SUMBER KRISTEN: ARTIKEL TEOLOGIA

melayani jemaat dan hamba Tuhan

 Home Hubungi Kami Pengakuan Iman Kotbah Sermon Mimbar Gereja Artikel ilustrasi Humor ebooks Kursus Teologia Clip Arts Power Point Direktori

www.sumberkristen.com

 

 

Memaknai dan Menyikapi Tragedi Bali
Oleh Yonky Karman

Tragedi tiga ledakan bom berturut-turut di Bali tengah malam hari Sabtu 12 Oktober 2002 merupakan klimaks rangkaian teror bom yang dalam beberapa tahun ini marak terjadi di Tanah Air. Dibandingkan dengan kasus-kasus ledakan bom di daerah konflik maupun di Ibu Kota, tragedi di Bali yang untuk pertama kali terjadi di daerah wisata itu merupakan pukulan yang menghunjam ke jantung stabilitas politik dan ekonomi nasional.

▶ [MATERI YANG DIBERIKAN]:
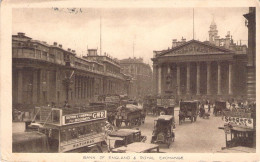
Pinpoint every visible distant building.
[244,7,256,101]
[152,20,247,98]
[120,57,152,97]
[12,33,130,106]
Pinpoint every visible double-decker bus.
[13,107,107,152]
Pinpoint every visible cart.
[151,115,175,148]
[179,101,199,125]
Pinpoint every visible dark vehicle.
[155,96,175,116]
[12,131,49,153]
[112,142,160,153]
[115,104,145,127]
[179,101,199,124]
[151,115,175,148]
[219,102,256,152]
[213,101,227,116]
[107,129,146,152]
[13,107,107,152]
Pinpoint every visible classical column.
[217,62,221,95]
[158,65,162,95]
[32,69,38,104]
[228,62,233,95]
[17,69,23,103]
[186,62,190,94]
[197,62,200,95]
[207,62,211,95]
[177,63,181,95]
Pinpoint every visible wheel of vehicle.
[116,120,122,127]
[167,139,171,148]
[125,121,129,126]
[88,147,102,153]
[137,118,142,126]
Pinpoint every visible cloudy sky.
[12,8,248,64]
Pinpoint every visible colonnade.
[155,61,233,95]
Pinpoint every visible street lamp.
[63,67,74,102]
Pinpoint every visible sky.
[12,8,248,65]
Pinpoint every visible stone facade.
[244,7,256,101]
[120,57,152,98]
[152,22,247,99]
[12,33,132,106]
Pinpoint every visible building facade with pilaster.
[120,57,152,98]
[12,33,129,106]
[152,21,247,99]
[244,7,256,101]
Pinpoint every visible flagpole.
[99,15,102,56]
[193,8,194,40]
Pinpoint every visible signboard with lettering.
[60,133,105,152]
[62,110,107,125]
[224,116,254,129]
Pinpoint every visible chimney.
[181,37,186,42]
[172,39,177,48]
[88,49,97,56]
[18,32,25,37]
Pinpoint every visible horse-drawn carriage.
[179,101,199,124]
[213,101,227,116]
[115,104,145,127]
[155,96,175,116]
[151,115,175,148]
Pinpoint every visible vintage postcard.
[1,0,260,162]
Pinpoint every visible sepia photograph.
[1,2,259,161]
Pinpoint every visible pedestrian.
[208,101,210,112]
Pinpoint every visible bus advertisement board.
[62,110,107,125]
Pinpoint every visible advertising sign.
[224,116,254,129]
[62,110,107,125]
[60,134,105,152]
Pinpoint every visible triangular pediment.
[160,40,232,56]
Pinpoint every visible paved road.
[13,108,225,153]
[140,109,225,153]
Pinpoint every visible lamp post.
[63,67,74,102]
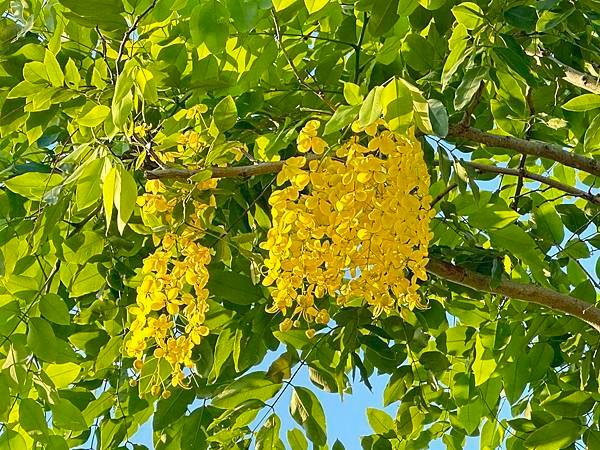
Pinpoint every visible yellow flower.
[260,120,432,334]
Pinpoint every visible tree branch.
[115,0,158,76]
[447,125,600,176]
[427,258,600,331]
[145,153,321,180]
[146,154,600,331]
[461,161,600,206]
[271,10,335,112]
[527,52,600,94]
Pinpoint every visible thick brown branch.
[146,154,600,331]
[527,52,600,94]
[447,125,600,176]
[146,153,321,180]
[427,259,600,331]
[462,161,600,205]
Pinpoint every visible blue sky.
[126,141,599,450]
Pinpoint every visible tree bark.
[447,125,600,176]
[427,258,600,332]
[461,161,600,205]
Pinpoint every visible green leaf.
[442,25,468,89]
[102,167,120,229]
[68,264,106,298]
[44,362,81,389]
[367,408,396,434]
[213,95,237,133]
[454,67,487,111]
[427,99,448,137]
[211,372,281,409]
[533,203,565,244]
[380,78,413,133]
[563,94,600,111]
[400,80,433,134]
[401,33,435,72]
[290,386,327,445]
[114,167,137,234]
[287,428,308,450]
[27,317,57,361]
[367,0,400,37]
[304,0,329,14]
[255,414,284,450]
[331,439,346,450]
[525,419,582,450]
[19,398,48,435]
[6,80,40,98]
[419,351,450,373]
[44,49,65,87]
[75,158,110,210]
[583,114,600,153]
[452,2,483,30]
[190,0,229,53]
[267,354,292,383]
[323,105,360,136]
[111,59,136,128]
[0,429,29,450]
[273,0,299,12]
[4,172,63,201]
[208,328,235,382]
[51,398,88,431]
[206,269,264,305]
[344,81,363,106]
[77,105,110,128]
[472,335,497,386]
[358,86,383,127]
[40,293,71,325]
[181,407,208,450]
[541,391,595,417]
[504,5,538,31]
[152,387,196,430]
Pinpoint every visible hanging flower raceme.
[126,180,216,396]
[261,121,431,331]
[125,105,223,397]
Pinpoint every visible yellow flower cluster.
[261,121,432,331]
[125,176,216,396]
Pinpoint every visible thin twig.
[271,10,335,111]
[115,0,158,77]
[431,183,458,208]
[459,80,485,128]
[461,161,600,205]
[354,13,369,84]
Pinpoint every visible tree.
[0,0,600,450]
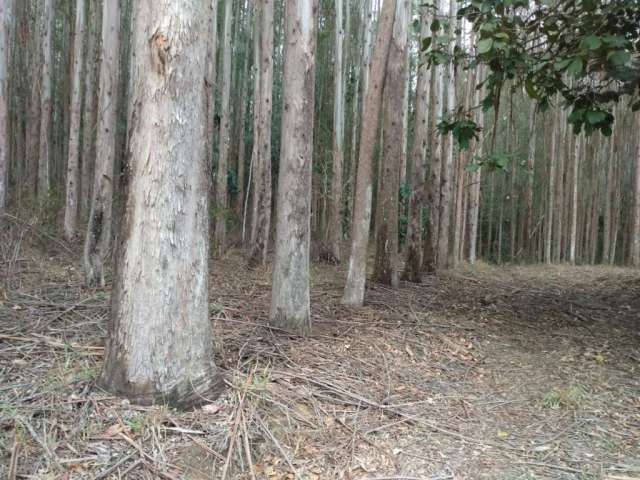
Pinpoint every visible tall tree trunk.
[100,0,223,408]
[569,133,581,265]
[84,0,120,286]
[79,0,101,221]
[342,0,397,306]
[602,124,618,265]
[544,107,560,264]
[214,0,233,254]
[436,0,456,269]
[468,70,484,265]
[64,0,85,240]
[0,0,15,215]
[373,0,409,288]
[328,0,345,263]
[271,0,318,335]
[402,5,432,283]
[630,113,640,267]
[38,0,55,204]
[522,103,538,260]
[249,0,274,266]
[205,0,218,188]
[422,60,444,273]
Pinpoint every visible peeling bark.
[271,0,318,335]
[99,0,223,408]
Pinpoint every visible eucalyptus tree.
[249,0,274,266]
[64,0,85,240]
[84,0,120,286]
[214,0,233,253]
[403,7,432,283]
[100,0,223,408]
[38,0,55,203]
[373,0,411,287]
[0,0,15,216]
[328,0,348,262]
[271,0,318,335]
[342,0,397,306]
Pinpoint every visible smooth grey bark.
[100,0,222,408]
[249,0,274,266]
[327,0,348,263]
[271,0,318,335]
[64,0,85,240]
[214,0,233,254]
[84,0,120,286]
[79,0,101,221]
[0,0,15,215]
[205,0,218,186]
[631,114,640,267]
[38,0,54,204]
[373,0,409,288]
[342,0,397,306]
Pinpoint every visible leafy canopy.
[422,0,640,148]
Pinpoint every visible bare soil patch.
[0,229,640,480]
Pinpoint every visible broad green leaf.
[478,38,493,54]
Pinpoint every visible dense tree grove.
[0,0,640,404]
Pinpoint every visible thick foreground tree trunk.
[342,0,397,306]
[84,0,120,286]
[100,0,222,408]
[64,0,85,240]
[271,0,318,335]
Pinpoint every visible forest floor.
[0,226,640,480]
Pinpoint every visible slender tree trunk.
[602,125,617,265]
[271,0,318,335]
[630,113,640,267]
[64,0,85,240]
[328,0,345,263]
[422,65,444,273]
[569,133,581,265]
[38,0,54,204]
[0,0,15,215]
[402,5,432,283]
[249,0,274,266]
[205,0,218,183]
[214,0,233,254]
[468,70,484,265]
[79,0,100,221]
[84,0,120,286]
[342,0,397,306]
[374,0,409,288]
[436,0,456,269]
[100,0,223,408]
[544,104,559,264]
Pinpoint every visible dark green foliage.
[423,0,640,139]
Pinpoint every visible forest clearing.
[0,0,640,480]
[0,229,640,480]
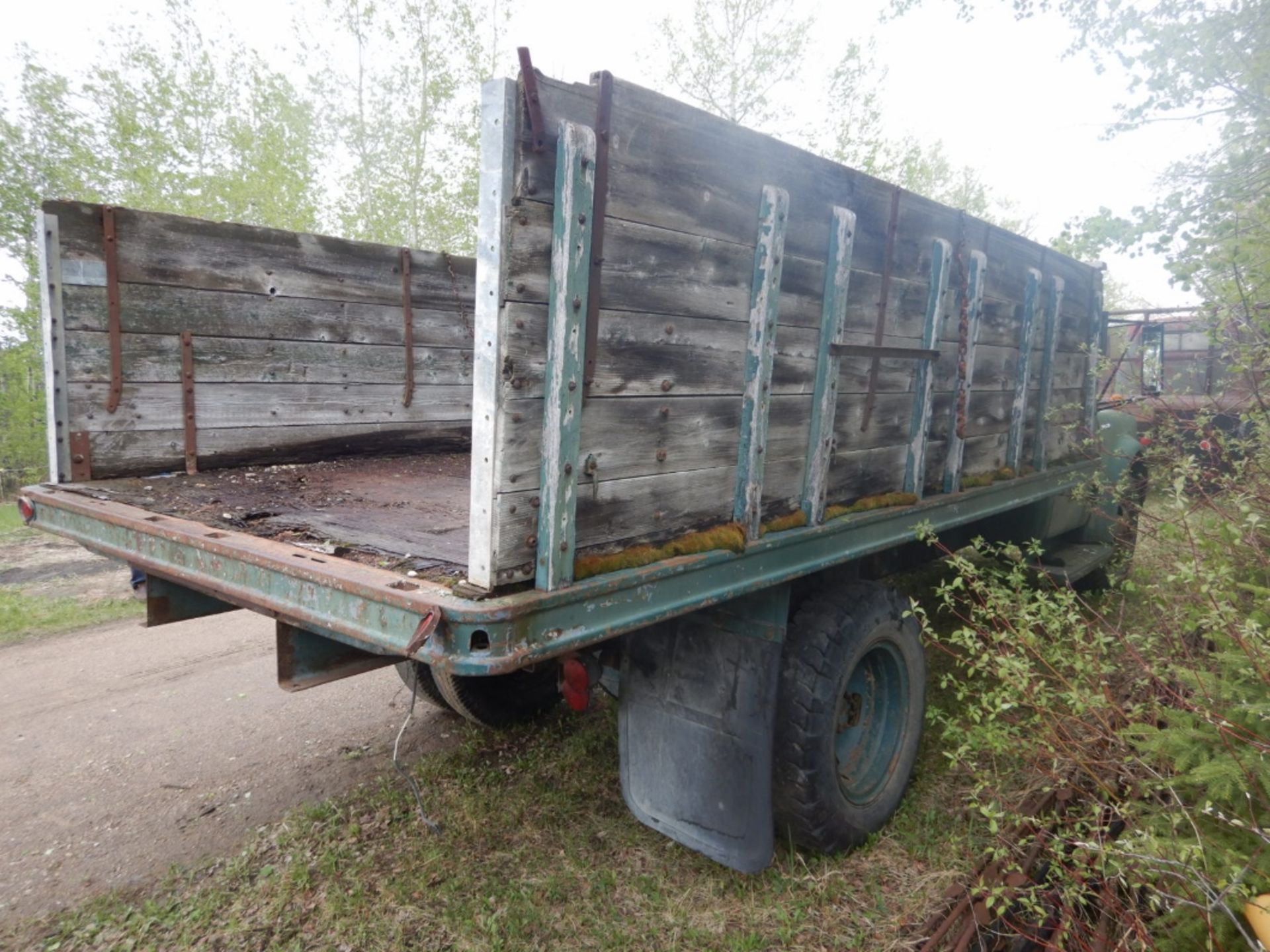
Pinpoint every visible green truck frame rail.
[24,431,1140,675]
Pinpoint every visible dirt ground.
[0,604,457,934]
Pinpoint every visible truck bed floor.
[64,452,470,578]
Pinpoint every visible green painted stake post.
[534,120,595,592]
[1006,268,1040,473]
[802,207,856,526]
[944,251,988,493]
[1033,277,1064,472]
[733,185,790,539]
[904,239,952,499]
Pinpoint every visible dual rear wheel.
[398,582,926,853]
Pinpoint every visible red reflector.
[560,658,591,711]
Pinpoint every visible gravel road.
[0,612,458,918]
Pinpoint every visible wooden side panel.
[474,75,1093,585]
[43,202,474,477]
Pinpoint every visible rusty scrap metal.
[581,70,613,399]
[516,46,548,152]
[181,330,198,476]
[102,206,123,414]
[402,247,414,406]
[860,185,904,433]
[70,430,93,483]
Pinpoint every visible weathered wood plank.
[485,428,1031,584]
[1006,268,1040,472]
[43,202,475,313]
[89,420,468,479]
[499,389,1081,496]
[36,211,71,483]
[522,77,1087,307]
[802,207,856,526]
[904,239,952,499]
[66,330,471,386]
[534,120,595,592]
[70,383,471,433]
[1033,277,1067,469]
[944,251,988,493]
[501,303,1085,399]
[65,284,472,348]
[731,185,788,539]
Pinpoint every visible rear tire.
[772,582,926,853]
[432,662,560,729]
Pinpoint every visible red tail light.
[560,658,591,711]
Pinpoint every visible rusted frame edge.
[102,206,123,414]
[581,70,613,397]
[860,185,904,433]
[181,330,198,476]
[23,486,462,623]
[402,247,414,406]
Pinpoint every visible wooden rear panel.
[42,202,475,481]
[472,76,1101,586]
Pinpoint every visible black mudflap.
[618,589,788,872]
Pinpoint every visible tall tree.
[660,0,812,131]
[808,40,1030,233]
[315,0,507,251]
[0,0,324,477]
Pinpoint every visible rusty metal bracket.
[102,206,123,414]
[181,330,198,476]
[516,46,548,152]
[829,344,940,360]
[70,430,93,483]
[860,186,904,433]
[581,70,613,396]
[402,247,414,406]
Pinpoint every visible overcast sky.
[0,0,1197,305]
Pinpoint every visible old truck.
[19,54,1140,871]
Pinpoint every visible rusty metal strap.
[860,186,904,433]
[516,46,548,152]
[402,247,414,406]
[102,206,123,414]
[181,330,198,476]
[829,344,940,360]
[581,70,613,395]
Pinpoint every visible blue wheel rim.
[833,640,911,805]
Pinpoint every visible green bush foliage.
[914,410,1270,949]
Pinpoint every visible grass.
[0,588,145,645]
[0,703,976,952]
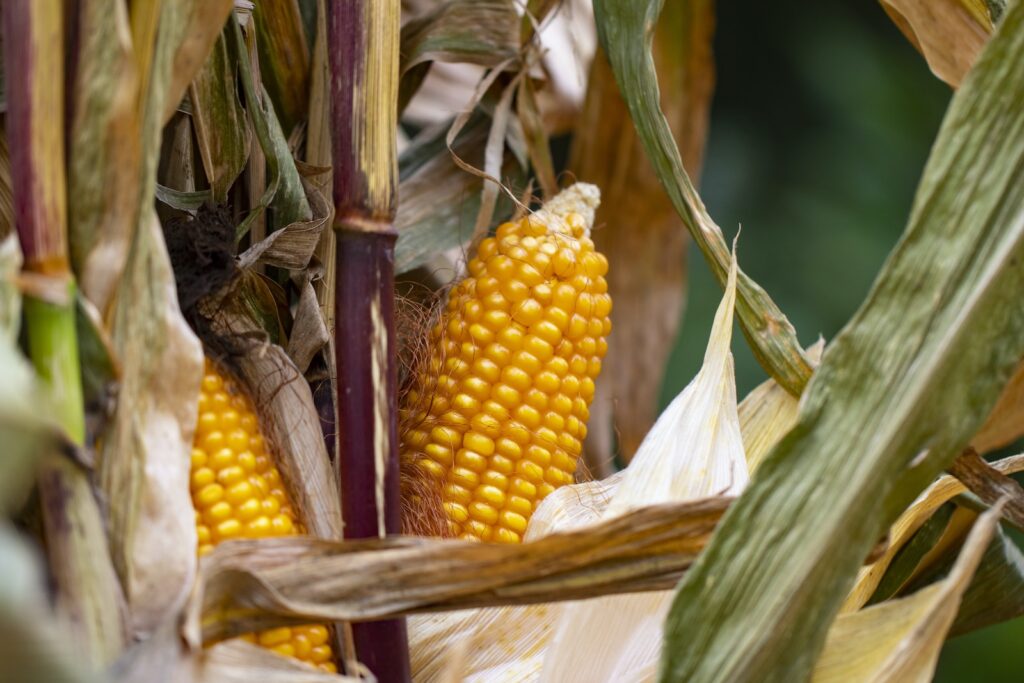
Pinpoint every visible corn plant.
[0,0,1024,682]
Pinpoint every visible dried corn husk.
[843,455,1024,612]
[812,505,1001,683]
[541,248,749,681]
[739,341,824,474]
[410,252,748,682]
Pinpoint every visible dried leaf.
[569,0,715,462]
[0,122,14,240]
[68,0,141,316]
[540,252,748,681]
[739,341,824,473]
[881,0,993,88]
[162,0,234,125]
[193,498,730,642]
[971,361,1024,453]
[98,2,206,635]
[398,0,519,112]
[0,528,99,683]
[594,0,811,395]
[195,640,362,683]
[200,278,342,539]
[812,506,1000,683]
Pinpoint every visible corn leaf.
[880,0,996,88]
[594,0,811,395]
[842,456,1024,612]
[0,528,99,683]
[950,520,1024,636]
[971,361,1024,453]
[0,122,14,240]
[199,278,342,539]
[394,115,522,274]
[195,640,366,683]
[253,0,309,134]
[577,0,715,462]
[738,341,824,473]
[303,0,337,335]
[398,0,519,112]
[161,0,234,125]
[811,507,999,683]
[68,0,140,315]
[98,3,206,635]
[227,14,312,241]
[190,497,731,642]
[663,3,1024,681]
[189,27,250,202]
[541,253,748,681]
[0,248,49,509]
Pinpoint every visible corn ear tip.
[534,182,601,232]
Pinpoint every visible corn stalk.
[3,0,124,666]
[328,0,410,682]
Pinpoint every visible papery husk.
[0,528,100,683]
[68,0,141,315]
[99,208,203,633]
[881,0,993,88]
[971,360,1024,454]
[199,274,342,539]
[812,505,1001,683]
[947,449,1024,530]
[410,252,746,682]
[841,455,1024,613]
[0,232,23,347]
[193,640,362,683]
[540,250,749,681]
[98,0,207,635]
[409,472,618,683]
[738,341,824,474]
[189,497,731,643]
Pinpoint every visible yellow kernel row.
[189,361,337,673]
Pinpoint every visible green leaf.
[189,27,250,202]
[950,518,1024,636]
[594,0,811,395]
[867,503,956,605]
[662,3,1024,682]
[253,0,309,133]
[228,14,312,241]
[398,0,519,112]
[394,113,523,274]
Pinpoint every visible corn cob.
[401,183,611,543]
[191,359,337,672]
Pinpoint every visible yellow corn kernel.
[190,360,335,673]
[399,184,611,543]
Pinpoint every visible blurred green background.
[662,0,1024,683]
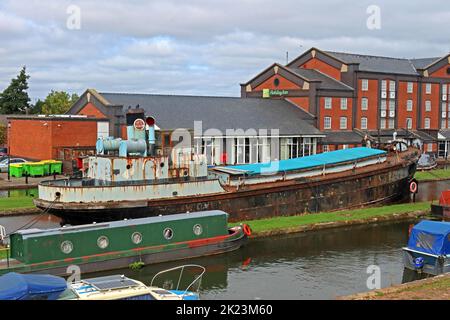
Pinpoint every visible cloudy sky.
[0,0,450,101]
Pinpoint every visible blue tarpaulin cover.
[408,220,450,255]
[226,147,386,175]
[0,272,67,300]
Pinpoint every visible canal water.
[0,181,444,299]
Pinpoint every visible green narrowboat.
[0,210,250,276]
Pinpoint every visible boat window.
[193,224,203,236]
[163,228,173,240]
[61,240,73,254]
[131,232,142,244]
[97,236,109,249]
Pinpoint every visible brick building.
[7,115,109,163]
[241,48,450,156]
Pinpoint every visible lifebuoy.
[242,224,252,237]
[409,181,418,193]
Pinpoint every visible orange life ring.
[409,181,417,193]
[242,223,252,237]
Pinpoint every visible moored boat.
[0,211,248,275]
[403,220,450,275]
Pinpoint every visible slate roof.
[322,131,363,144]
[100,93,323,136]
[324,51,418,75]
[411,57,442,69]
[287,68,353,91]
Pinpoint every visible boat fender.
[242,223,252,237]
[409,180,418,193]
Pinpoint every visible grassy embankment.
[414,169,450,181]
[234,201,430,235]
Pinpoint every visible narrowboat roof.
[408,220,450,255]
[214,147,387,175]
[15,210,228,239]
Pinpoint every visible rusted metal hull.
[35,159,417,224]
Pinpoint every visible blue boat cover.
[0,272,67,300]
[408,220,450,255]
[226,147,386,175]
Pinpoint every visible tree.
[42,90,79,114]
[0,66,30,114]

▶ [PERINTAH 1]: Dalam artikel tentang Tragedi Bali, kalimat kedua paragraf pertamanya membandingkan beberapa tempat terjadinya ledakan bom. Sebutkan semua tempat tersebut.
▶ [PERINTAH 2]: Ubahlah bagian artikel tentang Tragedi Bali mulai dari "melayani jemaat dan" sampai dengan "dan ekonomi nasional." dengan mengganti "ledakan bom" menjadi "serangan bom".
▶ [PERINTAH 3]: Menurut artikel tentang Tragedi Bali, kapan tiga ledakan bom di Bali terjadi?

▶ [JAWABAN 1]:
- Daerah konflik
- Ibu Kota
- Bali (daerah wisata)

▶ [JAWABAN 2]:
melayani jemaat dan hamba Tuhan

 Home Hubungi Kami Pengakuan Iman Kotbah Sermon Mimbar Gereja Artikel ilustrasi Humor ebooks Kursus Teologia Clip Arts Power Point Direktori

www.sumberkristen.com

 

 

Memaknai dan Menyikapi Tragedi Bali
Oleh Yonky Karman

Tragedi tiga serangan bom berturut-turut di Bali tengah malam hari Sabtu 12 Oktober 2002 merupakan klimaks rangkaian teror bom yang dalam beberapa tahun ini marak terjadi di Tanah Air. Dibandingkan dengan kasus-kasus serangan bom di daerah konflik maupun di Ibu Kota, tragedi di Bali yang untuk pertama kali terjadi di daerah wisata itu merupakan pukulan yang menghunjam ke jantung stabilitas politik dan ekonomi nasional.

▶ [JAWABAN 3]: Tengah malam hari Sabtu, 12 Oktober 2002.